> **REQUIRED WORK**: Rewrite the listing below, swapping each "integers" for "whole numbers" and keeping everything else the same.

> **SOURCE RECORDS**:
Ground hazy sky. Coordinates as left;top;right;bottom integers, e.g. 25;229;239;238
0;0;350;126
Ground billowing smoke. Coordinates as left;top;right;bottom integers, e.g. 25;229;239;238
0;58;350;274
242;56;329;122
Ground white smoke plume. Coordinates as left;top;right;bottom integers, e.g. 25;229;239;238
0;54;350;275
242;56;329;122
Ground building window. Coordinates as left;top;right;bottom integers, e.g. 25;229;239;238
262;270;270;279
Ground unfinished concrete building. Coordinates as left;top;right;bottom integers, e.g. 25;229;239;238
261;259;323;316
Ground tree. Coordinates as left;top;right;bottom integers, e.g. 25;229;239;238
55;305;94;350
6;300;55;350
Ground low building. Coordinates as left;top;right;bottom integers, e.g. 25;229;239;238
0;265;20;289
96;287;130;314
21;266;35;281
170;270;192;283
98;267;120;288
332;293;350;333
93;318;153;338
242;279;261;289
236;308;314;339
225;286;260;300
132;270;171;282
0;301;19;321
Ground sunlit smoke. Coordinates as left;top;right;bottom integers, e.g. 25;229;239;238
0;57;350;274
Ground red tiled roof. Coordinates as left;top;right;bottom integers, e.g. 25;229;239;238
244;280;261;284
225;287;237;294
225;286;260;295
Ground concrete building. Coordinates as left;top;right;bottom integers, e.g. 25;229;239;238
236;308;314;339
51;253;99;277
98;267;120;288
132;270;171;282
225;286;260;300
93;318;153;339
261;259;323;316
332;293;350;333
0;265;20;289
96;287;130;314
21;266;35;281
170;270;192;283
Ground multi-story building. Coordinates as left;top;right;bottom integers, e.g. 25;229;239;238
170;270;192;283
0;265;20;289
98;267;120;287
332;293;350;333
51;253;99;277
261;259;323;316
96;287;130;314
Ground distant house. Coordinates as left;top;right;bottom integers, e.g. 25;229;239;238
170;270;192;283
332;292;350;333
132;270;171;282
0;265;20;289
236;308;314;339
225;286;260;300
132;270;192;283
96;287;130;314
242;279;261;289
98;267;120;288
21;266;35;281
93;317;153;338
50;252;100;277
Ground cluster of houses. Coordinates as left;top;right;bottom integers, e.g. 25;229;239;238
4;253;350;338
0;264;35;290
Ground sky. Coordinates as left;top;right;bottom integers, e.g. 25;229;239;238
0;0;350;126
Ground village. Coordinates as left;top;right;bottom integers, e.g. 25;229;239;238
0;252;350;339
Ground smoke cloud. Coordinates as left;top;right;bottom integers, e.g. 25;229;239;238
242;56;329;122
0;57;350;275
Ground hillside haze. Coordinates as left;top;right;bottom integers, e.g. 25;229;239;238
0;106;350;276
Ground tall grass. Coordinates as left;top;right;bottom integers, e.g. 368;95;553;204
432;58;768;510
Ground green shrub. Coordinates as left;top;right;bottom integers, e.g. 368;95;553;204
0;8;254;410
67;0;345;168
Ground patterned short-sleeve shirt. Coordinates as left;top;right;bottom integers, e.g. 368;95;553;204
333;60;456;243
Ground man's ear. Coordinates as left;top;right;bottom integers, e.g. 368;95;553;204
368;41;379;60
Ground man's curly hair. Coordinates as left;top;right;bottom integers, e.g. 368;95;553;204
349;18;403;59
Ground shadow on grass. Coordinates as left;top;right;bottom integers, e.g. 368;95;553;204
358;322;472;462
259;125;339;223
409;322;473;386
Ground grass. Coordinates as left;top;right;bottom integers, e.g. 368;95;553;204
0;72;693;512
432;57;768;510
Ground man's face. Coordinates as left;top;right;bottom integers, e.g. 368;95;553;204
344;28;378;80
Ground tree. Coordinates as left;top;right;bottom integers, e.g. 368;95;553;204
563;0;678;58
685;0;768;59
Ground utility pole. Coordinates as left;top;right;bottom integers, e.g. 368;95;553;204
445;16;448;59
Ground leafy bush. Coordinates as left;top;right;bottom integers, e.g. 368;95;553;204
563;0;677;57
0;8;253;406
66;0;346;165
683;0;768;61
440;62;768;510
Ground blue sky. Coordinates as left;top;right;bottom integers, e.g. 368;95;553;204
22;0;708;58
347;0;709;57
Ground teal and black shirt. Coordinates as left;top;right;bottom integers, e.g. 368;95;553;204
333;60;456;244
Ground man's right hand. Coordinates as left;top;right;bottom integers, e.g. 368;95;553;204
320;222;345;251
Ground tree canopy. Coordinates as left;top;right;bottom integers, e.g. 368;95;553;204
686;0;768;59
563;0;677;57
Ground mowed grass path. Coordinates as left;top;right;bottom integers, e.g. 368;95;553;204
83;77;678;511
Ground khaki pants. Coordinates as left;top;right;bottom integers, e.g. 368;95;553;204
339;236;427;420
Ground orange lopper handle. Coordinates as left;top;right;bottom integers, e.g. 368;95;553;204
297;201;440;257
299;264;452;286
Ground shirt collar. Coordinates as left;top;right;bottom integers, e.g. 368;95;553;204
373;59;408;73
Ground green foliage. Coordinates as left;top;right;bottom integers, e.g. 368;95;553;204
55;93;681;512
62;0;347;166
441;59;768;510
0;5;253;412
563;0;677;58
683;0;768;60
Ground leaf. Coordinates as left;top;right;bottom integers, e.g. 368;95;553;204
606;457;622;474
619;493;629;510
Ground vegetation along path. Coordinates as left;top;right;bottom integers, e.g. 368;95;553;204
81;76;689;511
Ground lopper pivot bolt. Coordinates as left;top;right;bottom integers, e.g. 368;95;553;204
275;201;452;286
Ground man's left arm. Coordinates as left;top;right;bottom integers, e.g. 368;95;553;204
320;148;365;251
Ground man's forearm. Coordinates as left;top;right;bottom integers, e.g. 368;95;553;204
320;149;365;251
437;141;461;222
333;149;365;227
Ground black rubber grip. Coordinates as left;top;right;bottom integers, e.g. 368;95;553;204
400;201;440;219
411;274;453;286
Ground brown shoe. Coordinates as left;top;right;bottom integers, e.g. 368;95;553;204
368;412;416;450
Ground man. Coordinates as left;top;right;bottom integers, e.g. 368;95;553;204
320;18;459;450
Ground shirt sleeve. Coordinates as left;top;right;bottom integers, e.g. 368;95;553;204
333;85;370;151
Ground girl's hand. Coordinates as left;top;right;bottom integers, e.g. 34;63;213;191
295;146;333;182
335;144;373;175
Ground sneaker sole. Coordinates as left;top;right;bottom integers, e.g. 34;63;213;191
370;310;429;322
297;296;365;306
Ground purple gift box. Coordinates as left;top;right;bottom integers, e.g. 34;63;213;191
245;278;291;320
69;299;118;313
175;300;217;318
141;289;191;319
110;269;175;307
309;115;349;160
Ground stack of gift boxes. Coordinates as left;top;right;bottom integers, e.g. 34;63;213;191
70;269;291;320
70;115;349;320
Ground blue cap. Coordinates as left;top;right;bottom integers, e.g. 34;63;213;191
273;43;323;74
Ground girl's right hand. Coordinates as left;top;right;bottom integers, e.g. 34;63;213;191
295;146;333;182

> **ANSWER TO THE EXERCISE**:
Ground hazy sky. Coordinates as left;top;right;bottom whole numbers, e.g. 25;229;239;238
0;0;350;126
Ground billowing smoke. Coordinates as left;top;right;bottom whole numbers, e.g. 25;229;239;238
0;58;350;274
242;56;329;122
Ground white smoke plume. Coordinates as left;top;right;bottom whole numbers, e.g. 25;229;239;238
0;54;350;275
242;56;329;122
Ground building window. Coordinates as left;top;right;bottom whole numbers, e.g. 25;229;239;238
262;270;270;279
Ground unfinished concrete building. Coordinates as left;top;right;bottom whole numbers, e.g. 25;229;239;238
261;259;323;316
Ground tree. Coordinates as left;top;right;bottom whole numbers, e.g. 25;229;239;238
55;305;94;350
6;300;55;350
Ground low building. Coordinates as left;top;right;bottom whole numbers, e.g. 25;229;239;238
0;265;20;289
96;287;130;314
21;266;35;281
170;270;192;283
98;267;120;288
332;293;350;333
93;318;153;338
242;279;261;289
236;308;314;339
225;286;260;300
132;270;171;282
0;301;19;321
Ground sunlit smoke. Coordinates as left;top;right;bottom whole numbers, e.g. 25;229;239;238
0;57;350;274
Ground red tiled roof. Coordinates as left;top;right;bottom whole numbers, e.g. 25;229;239;238
244;280;261;284
225;287;237;294
225;286;260;295
Ground concrete building. Coordinates as left;top;right;bottom whole numbers, e.g. 25;229;239;238
236;308;314;339
51;253;99;277
98;267;120;288
132;270;171;282
225;286;260;300
93;318;153;339
261;259;323;316
332;293;350;333
0;265;20;289
96;287;130;314
21;266;35;281
170;270;192;283
Ground multi-story building. Coordinates as left;top;right;bottom whole numbers, e.g. 25;229;239;238
170;270;192;283
0;265;20;289
98;267;120;287
332;293;350;333
51;253;99;277
261;259;323;316
96;287;130;314
Ground distant house. Coordinates as left;top;right;bottom whole numbers, e.g. 25;229;239;238
170;270;192;283
332;292;350;333
132;270;171;282
0;265;20;289
236;308;314;339
225;286;260;300
132;270;192;283
96;287;130;314
242;279;261;289
98;267;120;288
21;266;35;281
93;317;153;338
50;252;100;277
Ground cluster of houses. Coordinates as left;top;right;bottom whole numbers, e.g. 25;229;239;238
4;253;350;338
0;264;35;290
Ground sky. Coordinates as left;top;right;bottom whole numbers, e.g. 25;229;239;238
0;0;350;126
Ground village. Coordinates as left;top;right;bottom whole numbers, e.g. 25;229;239;238
0;252;350;339
Ground smoke cloud. Coordinates as left;top;right;bottom whole numbers, e.g. 25;229;239;238
242;56;329;122
0;57;350;275
Ground hillside haze. Coordinates as left;top;right;bottom whole numbers, e.g. 25;229;239;238
0;106;350;276
Ground tall grass. Coordinates as left;top;right;bottom whole numbers, e.g. 368;95;553;204
432;58;768;510
Ground green shrub. Coordinates as left;top;right;bottom whole numbers, e.g. 368;95;553;204
0;8;254;410
67;0;345;168
Ground patterned short-sleeve shirt. Coordinates as left;top;right;bottom whole numbers, e.g. 368;95;553;204
333;60;456;243
Ground man's ear. Coordinates as left;top;right;bottom whole numbers, e.g. 368;95;553;204
368;41;379;60
Ground man's curly hair. Coordinates as left;top;right;bottom whole numbers, e.g. 368;95;553;204
349;18;403;59
Ground shadow on grass. Coordinates as left;top;right;bottom whole numbers, e.g. 368;95;553;204
358;322;472;462
259;125;339;223
409;322;473;386
Ground grass. Coordinates as left;top;right;bottom whole numbers, e.g. 368;95;553;204
0;72;693;512
432;57;768;510
Ground man's face. Coordinates as left;top;right;bottom whole numbers, e.g. 368;95;553;204
344;28;378;80
Ground tree. Coordinates as left;top;right;bottom whole numbers, e.g. 368;95;553;204
563;0;678;58
685;0;768;59
Ground utility pole. Coordinates as left;top;right;bottom whole numbers, e.g. 368;95;553;204
445;16;448;59
Ground leafy bush. Coordinates as left;top;right;bottom whole numbers, e.g. 368;95;553;204
563;0;677;57
0;8;253;406
66;0;346;165
683;0;768;61
440;62;768;510
Ground blue sky. Coordinates as left;top;right;bottom whole numbers, e.g. 368;95;553;204
22;0;708;58
347;0;709;57
Ground teal and black shirt. Coordinates as left;top;right;bottom whole numbers, e.g. 368;95;553;204
333;60;456;244
Ground man's right hand. Coordinates as left;top;right;bottom whole numbers, e.g. 368;95;553;204
320;222;345;251
Ground tree canopy. Coordinates as left;top;right;bottom whole numbers, e.g. 368;95;553;204
686;0;768;59
563;0;677;57
Ground mowed grass path. Coordinates as left;top;right;bottom whole numbers, e.g. 368;95;553;204
83;77;678;511
Ground khaki pants. Coordinates as left;top;right;bottom whole numbers, e.g. 368;95;553;204
339;236;427;420
Ground orange lopper handle. Coordinates as left;top;right;bottom whole numbers, e.g. 368;95;553;204
297;201;440;257
299;264;452;286
Ground shirt collar. Coordinates as left;top;right;bottom whole numbers, e.g. 368;95;553;204
373;59;408;73
Ground green foliage. Coordinates as left;top;right;bottom whole numbers, e.g. 368;95;553;204
55;93;681;512
62;0;347;166
441;59;768;510
0;5;253;412
563;0;677;58
683;0;768;60
Ground leaf. Coordinates as left;top;right;bottom whole numbers, e.g. 368;95;553;204
606;457;622;474
619;493;629;510
Ground vegetation along path. Coordinates as left;top;right;bottom whole numbers, e.g. 368;95;553;204
81;76;689;511
Ground lopper pivot bolt. Coordinates as left;top;right;bottom whole numbers, e.g. 368;95;553;204
275;201;452;286
Ground man's left arm. Coordinates as left;top;right;bottom whole numbers, e.g. 368;95;553;204
320;148;365;251
Ground man's forearm. Coordinates as left;top;right;bottom whole numbers, e.g. 368;95;553;204
320;149;365;251
437;141;461;222
333;149;365;227
Ground black rubber grip. Coordinates as left;top;right;bottom whole numbers, e.g. 368;95;553;204
400;201;440;219
411;274;453;286
Ground brown shoe. Coordinates as left;top;right;bottom whole numbers, e.g. 368;95;553;204
368;412;416;450
Ground man. Coordinates as left;top;right;bottom whole numbers, e.g. 368;95;553;204
320;18;459;450
Ground shirt sleeve. Coordinates as left;top;right;bottom whole numbers, e.g. 368;95;553;204
333;85;370;151
Ground girl's hand. Coordinates as left;top;right;bottom whole numbers, e.g. 34;63;213;191
295;146;333;182
335;144;373;175
Ground sneaker sole. Coordinates as left;top;right;bottom whole numbers, e.g. 34;63;213;191
370;310;429;322
297;296;365;306
Ground purple gift box. Coordinates as left;top;right;bottom whole numbers, e.g. 34;63;213;191
245;278;291;320
69;299;118;313
175;300;217;318
141;289;191;319
110;269;175;307
309;115;349;160
Ground stack of gift boxes. Coordinates as left;top;right;bottom whole numbers, e.g. 34;63;213;191
70;269;291;320
70;115;349;320
Ground blue cap. Coordinates as left;top;right;bottom whole numbers, e.g. 34;63;213;191
273;43;323;74
Ground girl's right hand. Coordinates as left;top;right;bottom whole numbers, e.g. 34;63;213;191
295;146;333;182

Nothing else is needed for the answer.